(Records drawn from a dataset)
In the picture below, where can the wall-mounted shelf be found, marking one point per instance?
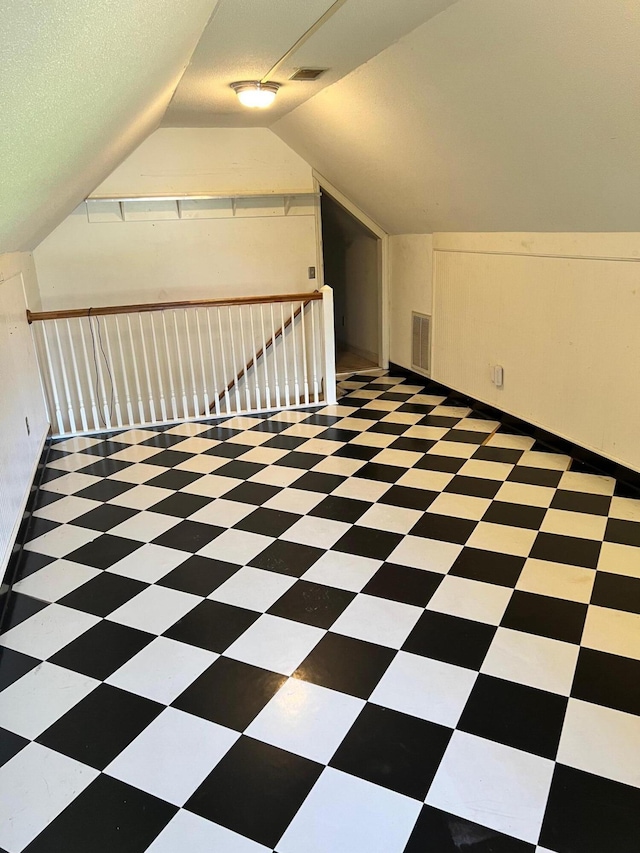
(120, 208)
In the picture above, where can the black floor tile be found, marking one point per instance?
(199, 575)
(188, 536)
(101, 650)
(255, 790)
(13, 665)
(340, 509)
(393, 750)
(581, 502)
(409, 498)
(442, 832)
(488, 567)
(617, 591)
(287, 558)
(345, 664)
(100, 726)
(10, 745)
(107, 817)
(104, 551)
(316, 481)
(367, 542)
(476, 487)
(516, 715)
(608, 680)
(268, 522)
(312, 603)
(103, 594)
(589, 814)
(173, 480)
(566, 549)
(212, 625)
(104, 517)
(450, 639)
(401, 583)
(443, 527)
(515, 515)
(252, 493)
(545, 616)
(230, 693)
(180, 504)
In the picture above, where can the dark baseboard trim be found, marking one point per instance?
(589, 461)
(17, 552)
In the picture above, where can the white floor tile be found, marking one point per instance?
(162, 670)
(255, 589)
(469, 599)
(393, 518)
(344, 814)
(34, 702)
(173, 755)
(48, 631)
(35, 786)
(602, 741)
(279, 645)
(306, 719)
(377, 620)
(145, 526)
(529, 659)
(344, 571)
(187, 831)
(55, 580)
(155, 609)
(62, 540)
(425, 688)
(223, 513)
(318, 532)
(430, 554)
(149, 563)
(493, 785)
(236, 546)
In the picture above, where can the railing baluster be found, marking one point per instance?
(314, 352)
(52, 377)
(65, 381)
(224, 363)
(174, 407)
(216, 394)
(92, 396)
(83, 414)
(125, 378)
(285, 359)
(274, 351)
(136, 374)
(152, 404)
(196, 404)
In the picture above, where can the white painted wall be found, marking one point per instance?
(21, 398)
(83, 264)
(560, 313)
(410, 290)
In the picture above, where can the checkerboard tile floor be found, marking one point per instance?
(387, 625)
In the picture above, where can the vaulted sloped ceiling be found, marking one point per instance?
(495, 115)
(82, 82)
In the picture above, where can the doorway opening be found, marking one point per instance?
(353, 268)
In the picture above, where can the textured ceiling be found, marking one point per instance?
(245, 39)
(81, 84)
(500, 115)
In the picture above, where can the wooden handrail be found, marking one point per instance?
(33, 316)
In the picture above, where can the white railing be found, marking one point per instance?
(132, 365)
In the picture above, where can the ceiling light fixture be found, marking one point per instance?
(255, 93)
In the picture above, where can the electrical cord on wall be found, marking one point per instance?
(95, 364)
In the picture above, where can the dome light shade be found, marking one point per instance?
(252, 93)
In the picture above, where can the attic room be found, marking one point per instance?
(320, 426)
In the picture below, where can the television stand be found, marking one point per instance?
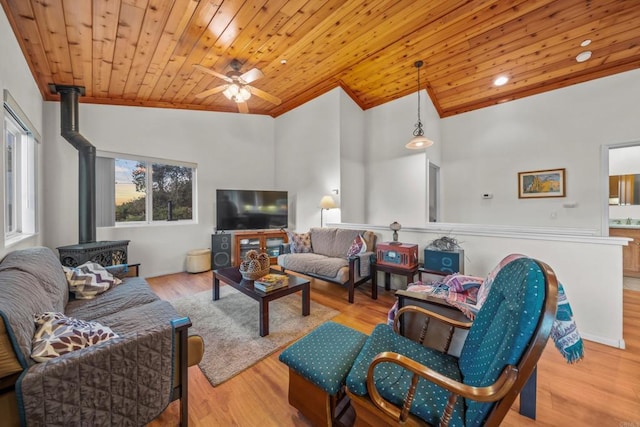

**WORK TO BE COMPLETED**: Reproduce the data exactly, please, and omit its pictures.

**TASK OUTPUT**:
In the picture below, where can the wall-mounted shelf be found, marking one point per instance?
(120, 208)
In the picture above, where can the black floor tile be found, marking one point per instance?
(199, 575)
(188, 536)
(101, 650)
(255, 790)
(13, 665)
(340, 509)
(393, 750)
(581, 502)
(409, 498)
(442, 832)
(488, 567)
(617, 591)
(287, 558)
(345, 664)
(100, 726)
(10, 745)
(107, 817)
(104, 551)
(316, 481)
(367, 542)
(476, 487)
(516, 715)
(608, 680)
(268, 522)
(312, 603)
(103, 594)
(589, 814)
(173, 480)
(566, 549)
(212, 625)
(104, 517)
(450, 639)
(401, 583)
(443, 527)
(515, 515)
(252, 493)
(545, 616)
(230, 693)
(180, 504)
In the picture above, where can the dark baseboard trim be found, marking one point per instance?
(589, 461)
(17, 552)
In the picture above, where can the white floor tile be found, marking one point per instance?
(162, 670)
(255, 589)
(469, 599)
(393, 518)
(344, 814)
(34, 702)
(173, 755)
(48, 631)
(35, 786)
(602, 741)
(279, 645)
(306, 719)
(377, 620)
(145, 526)
(529, 659)
(344, 571)
(187, 831)
(55, 580)
(155, 609)
(62, 540)
(425, 688)
(223, 513)
(318, 532)
(430, 554)
(149, 563)
(493, 785)
(236, 546)
In the picture above, where can the railing baluster be found, marking one point per instance?
(314, 352)
(52, 377)
(65, 381)
(224, 363)
(174, 407)
(216, 394)
(92, 396)
(83, 414)
(125, 378)
(285, 359)
(274, 351)
(136, 374)
(152, 404)
(196, 404)
In the picture above, where can the white painted wall be found, marking one point per instance?
(21, 398)
(83, 264)
(560, 313)
(410, 290)
In the picture above, where can the checkerboard tile floor be found, marking one point per instance?
(387, 625)
In the picture above, where can the vaulted sloped ceiling be found, marking one point per instance?
(495, 115)
(82, 82)
In the picture above, where can the doorway opening be found, marking one point per instance?
(353, 268)
In the picture above, where can the textured ceiling be found, marking one point per instance?
(245, 39)
(81, 84)
(500, 115)
In the picture above, where can the wooden handrail be found, marking one point per instance?
(33, 316)
In the picture above, where can the white railing be found, marking one point per instance?
(132, 365)
In the picture above, where can the ceiling light fixture be found, marking one point per instance?
(255, 93)
In the picture above, where can the electrical cord on wall be found, marking one point per instance?
(95, 364)
In the picture above, where can the dome light shade be found, marking one point per instance?
(252, 93)
In the picture above, where can the attic room be found, marking one point per instance?
(320, 426)
In the picture below, where can the television stand be found, marking one point per instance?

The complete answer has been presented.